Исходный документ -
──────────────────────────────

И здесь, прежде чем попытаться ответить, чем в действительности было судилище над декабристами, сделаем небольшое отступление.


***
В феврале 1878 года Лев Николаевич Толстой приехал из Ясной Поляны в Москву, чтобы собрать материалы о декабристах для задуманного о них романа. Он встречается и долго беседует с оставшимися в живых декабристами П. Н. Свистуновым и А. П. Беляевым. Писателю помогают самые разные люди, и вскоре он знакомится с письмами А. А. Бестужева-Марлинского, «Записками» М. Бестужева, В. Штейнгеля, читает статьи о Г. С. Батенкове, К. Ф. Рылееве.
В некрологе М. И. Муравьева-Апостола В. В. Якушкин писал: «Когда гр. Л. Н. Толстой собирался несколько лет тому назад писать роман о декабристах... он приходил к Матвею Ивановичу для того, чтобы расспрашивать его, брать у него записки его товарищей и т. д. И Матвей Иванович неоднократно тогда высказывал уверенность, что гр. Толстой не сможет изобразить избранное им время, избранных им людей: для того, чтобы понять наше время, понять наши стремления, необходимо вникнуть в истинное положение тогдашней России; чтобы представить в истинном свете общественное движение того времени, нужно в точности изобразить все страшные бедствия, которые тяготели тогда над русским народом; наше движение нельзя понять, нельзя объяснить вне связи с этими бедствиями, которые его и вызвали; а изобразить вполне эти бедствия гр. Л. Н. Толстому будет нельзя, не позволят, даже если бы он и захотел». Писателя, действительно, III отделение не допустило в архив. Он прекратил работать над декабристами, но услышанное от последних декабристов пригодилось ему в 1902 г., когда он начал писать «Хаджи-Мурата», где одну из глав посвятил Николаю I. Одна из редакций характеристики монарха была такой: «Царствование его началось ложью о том, что он, играя роль, уверял при всяком удобном и неудобном случае, что он не знал того, что Александр назначил его наследником, и что он не желает престола. Это была ложь.

──────────────────────────────

Письменное задание A -
Ответьте по тексту о Толстом и декабристах:
(i) В каком месяце и году Толстой приехал из Ясной Поляны в Москву?
(ii) С какими двумя оставшимися в живых декабристами он встречался и беседовал?
(iii) Какое произведение Толстой начал писать в 1902 году?
Письменное задание B -
Продолжите текст о Толстом и декабристах после его последней фразы.
Записи здесь не понадобятся.

──────────────────────────────

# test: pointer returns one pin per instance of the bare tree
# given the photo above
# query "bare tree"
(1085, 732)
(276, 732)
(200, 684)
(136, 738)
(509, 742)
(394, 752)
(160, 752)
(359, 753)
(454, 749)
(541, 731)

──────────────────────────────

Правильный ответ A -
(i) В феврале 1878 года.
(ii) С П. Н. Свистуновым и А. П. Беляевым.
(iii) «Хаджи-Мурата».

Правильный ответ B -
Властолюбивый, ограниченный, необразованный, грубый и потому самоуверенный солдат, он не мог не любить власти, и интересовался только властью, одного желая — усиления ee. Его присяга Константину, из которой он и его льстецы сделали потом подвиг самоотвержения, была вызвана страхом. Не имея в руках акта о престолонаследии, и не зная решения Константина, провозглашение себя императором подвергало его опасности быть свергнутым, убитым, и он должен был присягнуть Константину. Когда же Константин опять отказался, вспыхнул мятеж, состоящий в том, что люди хотели облегчить то бремя, которое будто бы так тяготило его. И на это он ответил картечью, высылкой и каторгой лучших русских людей. Ложь вызвала человекоубийство, человекоубийство вызвало усиленную ложь».
Из письма Толстого Стасову: «Окончил статью о войне и занят Николаем I и вообще деспотизмом, психологией деспотизма, которую хотелось бы художественно изобразить в связи с декабристами».
Во время одной из встреч В. В. Стасов дает Толстому один любопытный документ — копию с подлинника, хранящегося у его приятеля. Л. Н. Толстой делает свою копию, сохраняя орфографию подлинника, и озаглавливает ее «Документ Николая».
П. Е. Щеголев упоминает об этом в книге «Николай I и декабристы»: «Существует один любопытный документ. Это — составленный и собственноручно написанный Николаем с многочисленными помарками обряд, по которому должна была быть совершена казнь и экзекуция над декабристами».
Первая публикация, в которой рассказана предыстория нахождения текста «Записки» и дан полный ее вариант, была в 50-е годы XX столетия в журнале «Новый мир», автор Е. Серебровская*.


##* Новый мир. 1958. № 9. С. 276–278.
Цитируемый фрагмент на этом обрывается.